Reproduce the material below line for line, changing nothing.

— Start of RECORD EXCERPTS —

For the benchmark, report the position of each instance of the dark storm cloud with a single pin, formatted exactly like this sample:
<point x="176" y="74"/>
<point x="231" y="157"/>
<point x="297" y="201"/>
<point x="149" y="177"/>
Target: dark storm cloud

— End of RECORD EXCERPTS —

● EXPECTED OUTPUT:
For the benchmark, report the position of each instance of the dark storm cloud with a single pin, formatted exactly like this sample:
<point x="176" y="74"/>
<point x="231" y="157"/>
<point x="297" y="201"/>
<point x="149" y="177"/>
Target: dark storm cloud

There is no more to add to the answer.